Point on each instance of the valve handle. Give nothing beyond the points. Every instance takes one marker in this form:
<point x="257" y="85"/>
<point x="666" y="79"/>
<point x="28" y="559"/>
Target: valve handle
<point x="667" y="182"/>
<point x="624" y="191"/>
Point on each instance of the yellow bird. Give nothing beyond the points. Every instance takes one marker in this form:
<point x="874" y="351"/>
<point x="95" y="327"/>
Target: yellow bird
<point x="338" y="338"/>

--

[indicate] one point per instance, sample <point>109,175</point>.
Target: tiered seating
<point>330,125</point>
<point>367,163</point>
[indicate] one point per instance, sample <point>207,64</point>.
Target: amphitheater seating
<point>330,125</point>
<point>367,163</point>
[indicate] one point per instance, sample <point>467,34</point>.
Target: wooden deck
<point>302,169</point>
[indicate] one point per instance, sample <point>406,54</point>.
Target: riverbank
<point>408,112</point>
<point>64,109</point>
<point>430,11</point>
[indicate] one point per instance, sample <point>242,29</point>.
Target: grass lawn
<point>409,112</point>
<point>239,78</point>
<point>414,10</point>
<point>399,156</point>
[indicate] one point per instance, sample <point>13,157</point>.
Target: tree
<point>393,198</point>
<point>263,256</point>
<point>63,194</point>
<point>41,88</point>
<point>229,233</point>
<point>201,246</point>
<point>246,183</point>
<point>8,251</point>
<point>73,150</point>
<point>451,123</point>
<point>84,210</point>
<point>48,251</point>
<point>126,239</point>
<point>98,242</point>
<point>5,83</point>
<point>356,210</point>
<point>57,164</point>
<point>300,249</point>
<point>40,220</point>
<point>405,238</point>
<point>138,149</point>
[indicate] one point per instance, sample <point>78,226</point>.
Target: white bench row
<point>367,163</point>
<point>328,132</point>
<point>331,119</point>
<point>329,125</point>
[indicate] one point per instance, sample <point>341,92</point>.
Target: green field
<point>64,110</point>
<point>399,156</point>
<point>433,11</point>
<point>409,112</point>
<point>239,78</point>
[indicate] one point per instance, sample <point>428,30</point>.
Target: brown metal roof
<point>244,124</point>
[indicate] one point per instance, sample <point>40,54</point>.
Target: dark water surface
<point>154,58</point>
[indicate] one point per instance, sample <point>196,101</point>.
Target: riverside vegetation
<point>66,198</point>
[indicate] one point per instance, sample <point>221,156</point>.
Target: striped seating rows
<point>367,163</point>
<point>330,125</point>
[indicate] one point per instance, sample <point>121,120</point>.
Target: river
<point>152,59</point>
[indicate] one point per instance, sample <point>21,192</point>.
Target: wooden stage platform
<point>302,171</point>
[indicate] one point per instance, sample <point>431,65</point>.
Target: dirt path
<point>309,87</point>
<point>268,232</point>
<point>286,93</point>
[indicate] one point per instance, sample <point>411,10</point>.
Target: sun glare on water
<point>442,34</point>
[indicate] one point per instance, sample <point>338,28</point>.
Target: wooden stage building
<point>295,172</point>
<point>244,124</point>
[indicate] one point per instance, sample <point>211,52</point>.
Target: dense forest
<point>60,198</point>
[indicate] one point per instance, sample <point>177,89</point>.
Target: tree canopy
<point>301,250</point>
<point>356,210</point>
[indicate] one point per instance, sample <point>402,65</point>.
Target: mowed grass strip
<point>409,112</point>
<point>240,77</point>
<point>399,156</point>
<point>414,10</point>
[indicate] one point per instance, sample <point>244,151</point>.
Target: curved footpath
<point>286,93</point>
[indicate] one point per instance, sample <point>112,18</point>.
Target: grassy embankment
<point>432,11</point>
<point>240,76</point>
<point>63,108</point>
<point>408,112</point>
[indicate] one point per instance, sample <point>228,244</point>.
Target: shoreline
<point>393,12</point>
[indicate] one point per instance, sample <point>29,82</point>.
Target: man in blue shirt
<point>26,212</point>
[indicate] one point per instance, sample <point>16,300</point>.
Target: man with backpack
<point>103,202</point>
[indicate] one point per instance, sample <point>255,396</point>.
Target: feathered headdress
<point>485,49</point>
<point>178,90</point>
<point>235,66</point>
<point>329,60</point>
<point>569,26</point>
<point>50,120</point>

__Work to complete__. Rewrite the stretch of entries above, from the line containing "[indicate] one point per instance, sample <point>207,64</point>." through the line containing "<point>302,169</point>", as a Markdown table with the columns No. and Content. Number each non-blank line in No. and place the line itself in Content.

__The result__.
| No. | Content |
|---|---|
| 1 | [indicate] one point per instance, sample <point>207,64</point>. |
| 2 | Target: amphitheater seating |
| 3 | <point>330,125</point> |
| 4 | <point>367,163</point> |
| 5 | [indicate] one point per instance, sample <point>467,34</point>. |
| 6 | Target: wooden deck |
| 7 | <point>302,169</point> |